▶ Task to complete
Can you write out the passage on Belshazzar and the temple vessels from "But instead Belshazzar" to "for another day."?

▶ Text shown
----------------------------------------
When Belshazzar called for the gold and silver vessels from the Jerusalem temple, the narrator reminds us that these vessels were part of the loot Nebuchadnezzar confiscated from Jerusalem years earlier (Dan 5:2; compare Dan 1:1-2). What you should also remember is that Nebuchadnezzar’s transference of the sacred vessels to the temple of his god (Marduk) in Babylon signified the defeat of YHWH. Nebuchadnezzar served and honored his god by giving him, the apparent victor, what would have rightfully belonged to him – the sacred vessels of the defeated God.
No king, however great, had any right to use what belonged to the gods. Nebuchadnezzar was smart enough to know this. Belshazzar was neither smart (we’ll get to this point another day) nor sober – a deadly combination if ever there was one. By commandeering sacred vessels for his own non-sacred use, he showed rash impiety and invited the judgment of the deity. Most commentators think that such behavior could only have seemed like a good idea in the blur of drunken stupidity. Maybe Belshazzar thought that by drinking from the sacred vessels, he could “one up” his famous predecessor, who took them.
But instead Belshazzar stumbled into the wrath of the deity, as he should have expected. What he may not have expected was which deity he offended. It was not Marduk. Rather, the blasphemous king put himself at the mercy of YHWH, the “defeated” God of years earlier, who apparently still retained possession of His sacred objects. What Belshazzar found in this God was no mercy. Why the longsuffering YHWH, who had allowed himself to suffer defeat at the hand of Nebuchadnezzar, will not suffer blasphemy from the hand of Belshazzar is a topic for another day.
----------------------------------------
[Data extracted from a collection]
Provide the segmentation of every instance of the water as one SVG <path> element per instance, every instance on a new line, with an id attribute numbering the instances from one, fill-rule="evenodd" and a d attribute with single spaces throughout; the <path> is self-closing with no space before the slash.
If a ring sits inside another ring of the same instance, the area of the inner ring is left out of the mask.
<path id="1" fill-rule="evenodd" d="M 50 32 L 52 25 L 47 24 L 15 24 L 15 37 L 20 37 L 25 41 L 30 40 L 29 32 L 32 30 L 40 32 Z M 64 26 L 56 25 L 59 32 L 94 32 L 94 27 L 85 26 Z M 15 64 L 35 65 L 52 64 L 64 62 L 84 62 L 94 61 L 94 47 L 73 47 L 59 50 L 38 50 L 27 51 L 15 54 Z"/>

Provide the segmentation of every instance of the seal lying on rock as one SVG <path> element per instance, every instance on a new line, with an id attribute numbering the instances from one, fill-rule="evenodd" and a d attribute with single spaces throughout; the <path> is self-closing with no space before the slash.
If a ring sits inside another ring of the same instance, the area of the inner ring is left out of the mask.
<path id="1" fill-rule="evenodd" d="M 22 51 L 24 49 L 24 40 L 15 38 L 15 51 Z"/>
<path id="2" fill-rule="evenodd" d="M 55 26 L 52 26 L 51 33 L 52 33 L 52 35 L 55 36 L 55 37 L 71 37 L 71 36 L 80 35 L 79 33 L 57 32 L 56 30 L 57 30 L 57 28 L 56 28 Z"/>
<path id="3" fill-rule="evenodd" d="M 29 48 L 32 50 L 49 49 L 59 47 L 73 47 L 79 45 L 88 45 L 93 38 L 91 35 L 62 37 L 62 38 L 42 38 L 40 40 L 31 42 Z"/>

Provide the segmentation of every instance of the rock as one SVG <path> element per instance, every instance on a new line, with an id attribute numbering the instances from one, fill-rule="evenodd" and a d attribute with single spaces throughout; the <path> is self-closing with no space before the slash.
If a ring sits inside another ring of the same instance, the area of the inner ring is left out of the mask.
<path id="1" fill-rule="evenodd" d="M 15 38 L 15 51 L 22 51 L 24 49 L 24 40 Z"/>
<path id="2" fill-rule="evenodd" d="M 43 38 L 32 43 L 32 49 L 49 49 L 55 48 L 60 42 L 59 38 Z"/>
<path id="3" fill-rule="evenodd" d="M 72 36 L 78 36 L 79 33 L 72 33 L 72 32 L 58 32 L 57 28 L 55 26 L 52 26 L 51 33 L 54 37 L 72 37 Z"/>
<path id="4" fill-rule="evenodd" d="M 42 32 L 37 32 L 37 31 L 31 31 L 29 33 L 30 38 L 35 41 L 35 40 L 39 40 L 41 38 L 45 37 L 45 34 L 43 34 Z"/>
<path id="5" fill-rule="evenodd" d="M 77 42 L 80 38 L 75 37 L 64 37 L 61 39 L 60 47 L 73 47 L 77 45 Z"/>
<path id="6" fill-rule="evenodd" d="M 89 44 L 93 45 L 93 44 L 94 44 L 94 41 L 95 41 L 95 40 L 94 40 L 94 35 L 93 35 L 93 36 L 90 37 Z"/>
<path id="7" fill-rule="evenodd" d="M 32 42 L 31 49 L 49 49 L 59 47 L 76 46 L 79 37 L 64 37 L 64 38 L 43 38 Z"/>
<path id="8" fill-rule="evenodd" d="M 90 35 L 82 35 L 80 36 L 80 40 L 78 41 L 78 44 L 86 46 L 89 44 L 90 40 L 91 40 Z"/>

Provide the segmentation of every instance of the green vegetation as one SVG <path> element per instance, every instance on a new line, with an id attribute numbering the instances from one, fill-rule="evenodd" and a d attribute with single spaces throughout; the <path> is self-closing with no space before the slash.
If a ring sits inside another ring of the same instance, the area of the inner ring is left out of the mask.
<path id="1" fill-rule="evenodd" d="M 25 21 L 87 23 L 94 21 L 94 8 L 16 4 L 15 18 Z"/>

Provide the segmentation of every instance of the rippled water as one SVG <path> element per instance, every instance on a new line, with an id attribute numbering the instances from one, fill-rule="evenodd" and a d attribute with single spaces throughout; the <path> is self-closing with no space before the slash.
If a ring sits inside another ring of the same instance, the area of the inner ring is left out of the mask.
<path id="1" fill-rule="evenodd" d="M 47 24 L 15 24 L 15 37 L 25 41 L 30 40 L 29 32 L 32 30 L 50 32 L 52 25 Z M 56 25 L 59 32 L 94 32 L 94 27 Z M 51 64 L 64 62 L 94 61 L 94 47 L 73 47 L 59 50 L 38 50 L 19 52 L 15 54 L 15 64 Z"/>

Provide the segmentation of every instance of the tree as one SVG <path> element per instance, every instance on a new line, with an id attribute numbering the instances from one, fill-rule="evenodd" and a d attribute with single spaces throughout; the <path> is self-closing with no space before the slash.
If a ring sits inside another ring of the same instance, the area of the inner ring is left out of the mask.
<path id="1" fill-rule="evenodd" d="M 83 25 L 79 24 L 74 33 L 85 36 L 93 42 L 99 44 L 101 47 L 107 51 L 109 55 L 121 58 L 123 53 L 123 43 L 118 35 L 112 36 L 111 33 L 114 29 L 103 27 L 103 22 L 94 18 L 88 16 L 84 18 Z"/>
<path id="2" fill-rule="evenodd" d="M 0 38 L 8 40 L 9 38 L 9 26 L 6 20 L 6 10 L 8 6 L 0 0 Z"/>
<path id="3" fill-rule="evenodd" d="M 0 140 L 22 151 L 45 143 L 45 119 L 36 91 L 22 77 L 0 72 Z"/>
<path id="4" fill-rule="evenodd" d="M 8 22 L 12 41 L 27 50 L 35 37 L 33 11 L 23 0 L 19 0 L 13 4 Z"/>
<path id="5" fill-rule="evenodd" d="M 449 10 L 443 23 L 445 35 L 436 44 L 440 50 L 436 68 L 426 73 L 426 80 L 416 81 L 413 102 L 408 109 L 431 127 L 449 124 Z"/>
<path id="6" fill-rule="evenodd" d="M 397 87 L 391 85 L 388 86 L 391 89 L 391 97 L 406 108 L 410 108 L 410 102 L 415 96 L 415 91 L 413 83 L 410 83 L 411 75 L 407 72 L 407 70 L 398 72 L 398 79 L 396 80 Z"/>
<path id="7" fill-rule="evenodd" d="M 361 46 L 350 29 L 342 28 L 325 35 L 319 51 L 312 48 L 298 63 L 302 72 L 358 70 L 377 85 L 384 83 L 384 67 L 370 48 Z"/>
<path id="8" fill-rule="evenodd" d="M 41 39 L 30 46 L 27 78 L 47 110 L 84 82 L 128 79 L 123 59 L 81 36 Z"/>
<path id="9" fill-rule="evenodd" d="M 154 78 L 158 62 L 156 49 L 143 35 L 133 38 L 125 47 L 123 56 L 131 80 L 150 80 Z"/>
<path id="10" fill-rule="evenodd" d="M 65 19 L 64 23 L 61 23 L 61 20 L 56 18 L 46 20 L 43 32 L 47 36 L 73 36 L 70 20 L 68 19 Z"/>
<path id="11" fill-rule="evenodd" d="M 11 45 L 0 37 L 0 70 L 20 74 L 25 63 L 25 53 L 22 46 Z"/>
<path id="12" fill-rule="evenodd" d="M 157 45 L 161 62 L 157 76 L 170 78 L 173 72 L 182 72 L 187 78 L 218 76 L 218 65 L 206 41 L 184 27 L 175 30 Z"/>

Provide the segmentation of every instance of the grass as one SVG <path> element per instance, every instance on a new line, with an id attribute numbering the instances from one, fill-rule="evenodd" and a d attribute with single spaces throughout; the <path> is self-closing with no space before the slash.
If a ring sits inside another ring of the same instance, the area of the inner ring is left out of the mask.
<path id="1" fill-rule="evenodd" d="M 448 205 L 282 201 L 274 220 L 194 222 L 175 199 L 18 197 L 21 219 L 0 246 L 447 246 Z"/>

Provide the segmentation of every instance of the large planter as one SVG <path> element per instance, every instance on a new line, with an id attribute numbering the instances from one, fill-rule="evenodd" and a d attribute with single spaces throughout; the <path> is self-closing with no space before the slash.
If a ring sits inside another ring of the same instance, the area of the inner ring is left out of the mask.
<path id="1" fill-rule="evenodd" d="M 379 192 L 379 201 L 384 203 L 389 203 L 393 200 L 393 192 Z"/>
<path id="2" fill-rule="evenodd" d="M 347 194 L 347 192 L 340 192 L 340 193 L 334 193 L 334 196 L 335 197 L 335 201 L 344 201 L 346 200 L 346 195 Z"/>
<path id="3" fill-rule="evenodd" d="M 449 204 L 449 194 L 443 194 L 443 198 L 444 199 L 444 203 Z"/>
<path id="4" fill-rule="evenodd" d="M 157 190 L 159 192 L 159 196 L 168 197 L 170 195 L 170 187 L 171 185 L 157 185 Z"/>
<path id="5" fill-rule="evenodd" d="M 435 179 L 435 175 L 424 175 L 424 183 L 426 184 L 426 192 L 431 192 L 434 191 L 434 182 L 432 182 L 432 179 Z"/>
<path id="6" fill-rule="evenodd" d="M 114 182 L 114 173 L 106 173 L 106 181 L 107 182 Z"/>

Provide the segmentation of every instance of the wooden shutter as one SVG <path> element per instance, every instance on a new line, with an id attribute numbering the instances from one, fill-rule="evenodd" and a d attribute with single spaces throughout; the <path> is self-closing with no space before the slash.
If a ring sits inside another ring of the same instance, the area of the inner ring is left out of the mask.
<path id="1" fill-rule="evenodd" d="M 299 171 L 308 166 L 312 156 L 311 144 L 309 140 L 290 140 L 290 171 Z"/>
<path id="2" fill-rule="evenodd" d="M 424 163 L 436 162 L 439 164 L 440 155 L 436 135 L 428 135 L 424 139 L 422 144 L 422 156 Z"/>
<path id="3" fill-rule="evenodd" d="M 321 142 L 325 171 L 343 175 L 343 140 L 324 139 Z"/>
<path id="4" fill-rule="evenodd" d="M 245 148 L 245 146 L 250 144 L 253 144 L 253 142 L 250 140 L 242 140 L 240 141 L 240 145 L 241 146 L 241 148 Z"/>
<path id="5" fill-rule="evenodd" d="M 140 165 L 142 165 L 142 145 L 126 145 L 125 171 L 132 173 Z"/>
----------------------------------------
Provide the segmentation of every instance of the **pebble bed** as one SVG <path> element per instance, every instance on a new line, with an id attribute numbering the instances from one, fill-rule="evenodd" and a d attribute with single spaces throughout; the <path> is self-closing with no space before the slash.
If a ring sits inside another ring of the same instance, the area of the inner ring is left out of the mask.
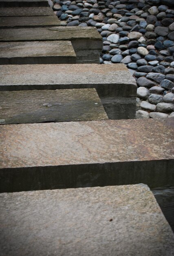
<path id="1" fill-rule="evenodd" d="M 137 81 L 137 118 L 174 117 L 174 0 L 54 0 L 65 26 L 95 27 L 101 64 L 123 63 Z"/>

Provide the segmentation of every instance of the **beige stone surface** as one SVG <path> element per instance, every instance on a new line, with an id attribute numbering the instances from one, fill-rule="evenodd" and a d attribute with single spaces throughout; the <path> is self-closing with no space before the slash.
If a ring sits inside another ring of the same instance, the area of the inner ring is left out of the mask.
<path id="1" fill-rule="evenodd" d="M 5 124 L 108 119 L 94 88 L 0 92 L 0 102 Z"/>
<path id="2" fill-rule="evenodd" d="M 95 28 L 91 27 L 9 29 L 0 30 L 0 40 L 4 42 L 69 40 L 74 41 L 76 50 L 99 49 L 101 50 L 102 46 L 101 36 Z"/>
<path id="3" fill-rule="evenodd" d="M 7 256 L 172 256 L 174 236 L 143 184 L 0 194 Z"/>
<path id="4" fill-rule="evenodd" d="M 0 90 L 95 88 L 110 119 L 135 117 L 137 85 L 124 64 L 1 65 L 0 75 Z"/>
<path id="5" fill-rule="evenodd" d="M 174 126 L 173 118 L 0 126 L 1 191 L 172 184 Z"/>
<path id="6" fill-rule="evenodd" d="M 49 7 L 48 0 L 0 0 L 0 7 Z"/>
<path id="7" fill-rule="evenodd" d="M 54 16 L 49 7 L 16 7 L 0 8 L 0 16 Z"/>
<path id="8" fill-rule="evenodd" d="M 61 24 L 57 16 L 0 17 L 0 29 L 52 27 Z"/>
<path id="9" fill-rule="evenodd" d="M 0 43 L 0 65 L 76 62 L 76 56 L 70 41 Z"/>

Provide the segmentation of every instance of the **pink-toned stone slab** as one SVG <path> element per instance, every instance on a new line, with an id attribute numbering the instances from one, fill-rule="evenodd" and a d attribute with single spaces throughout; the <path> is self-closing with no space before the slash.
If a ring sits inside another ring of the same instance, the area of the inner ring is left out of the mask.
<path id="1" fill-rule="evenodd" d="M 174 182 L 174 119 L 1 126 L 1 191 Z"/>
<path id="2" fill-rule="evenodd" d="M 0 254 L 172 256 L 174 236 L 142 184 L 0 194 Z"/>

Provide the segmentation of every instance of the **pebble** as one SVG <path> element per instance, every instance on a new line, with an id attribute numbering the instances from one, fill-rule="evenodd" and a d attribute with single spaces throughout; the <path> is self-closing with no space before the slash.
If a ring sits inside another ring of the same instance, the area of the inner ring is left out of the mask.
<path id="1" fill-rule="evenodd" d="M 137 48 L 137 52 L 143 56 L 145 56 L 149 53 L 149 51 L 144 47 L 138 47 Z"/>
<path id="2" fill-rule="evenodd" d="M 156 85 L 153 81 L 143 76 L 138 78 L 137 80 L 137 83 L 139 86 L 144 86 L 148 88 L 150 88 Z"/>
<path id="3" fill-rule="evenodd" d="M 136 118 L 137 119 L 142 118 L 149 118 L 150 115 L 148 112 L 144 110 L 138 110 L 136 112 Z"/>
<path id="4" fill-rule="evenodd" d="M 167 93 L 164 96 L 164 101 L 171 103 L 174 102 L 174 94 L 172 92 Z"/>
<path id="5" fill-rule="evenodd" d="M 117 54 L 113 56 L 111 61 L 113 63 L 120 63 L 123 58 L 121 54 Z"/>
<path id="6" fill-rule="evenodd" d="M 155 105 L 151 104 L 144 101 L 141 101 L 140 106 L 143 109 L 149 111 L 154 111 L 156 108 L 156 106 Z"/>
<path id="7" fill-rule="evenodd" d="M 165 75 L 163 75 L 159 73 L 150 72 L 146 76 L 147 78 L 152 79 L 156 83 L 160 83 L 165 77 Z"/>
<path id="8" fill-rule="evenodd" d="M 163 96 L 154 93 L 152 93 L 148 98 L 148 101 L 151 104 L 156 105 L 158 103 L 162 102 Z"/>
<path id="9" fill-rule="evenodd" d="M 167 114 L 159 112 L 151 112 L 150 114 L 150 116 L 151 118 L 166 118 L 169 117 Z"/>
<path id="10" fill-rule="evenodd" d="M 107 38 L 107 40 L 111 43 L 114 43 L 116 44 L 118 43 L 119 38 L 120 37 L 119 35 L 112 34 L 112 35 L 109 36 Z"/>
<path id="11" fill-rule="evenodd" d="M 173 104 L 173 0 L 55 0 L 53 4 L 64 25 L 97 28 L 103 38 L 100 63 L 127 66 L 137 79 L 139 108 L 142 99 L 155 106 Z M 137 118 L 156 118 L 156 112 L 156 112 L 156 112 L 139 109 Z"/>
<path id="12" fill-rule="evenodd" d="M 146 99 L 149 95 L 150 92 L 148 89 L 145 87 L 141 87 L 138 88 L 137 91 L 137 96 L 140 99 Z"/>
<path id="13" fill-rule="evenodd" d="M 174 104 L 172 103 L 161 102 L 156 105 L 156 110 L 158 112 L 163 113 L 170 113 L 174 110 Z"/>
----------------------------------------
▶ Solution below
But instead Belshazzar stumbled into the wrath of the deity, as he should have expected. What he may not have expected was which deity he offended. It was not Marduk. Rather, the blasphemous king put himself at the mercy of YHWH, the “defeated” God of years earlier, who apparently still retained possession of His sacred objects. What Belshazzar found in this God was no mercy. Why the longsuffering YHWH, who had allowed himself to suffer defeat at the hand of Nebuchadnezzar, will not suffer blasphemy from the hand of Belshazzar is a topic for another day.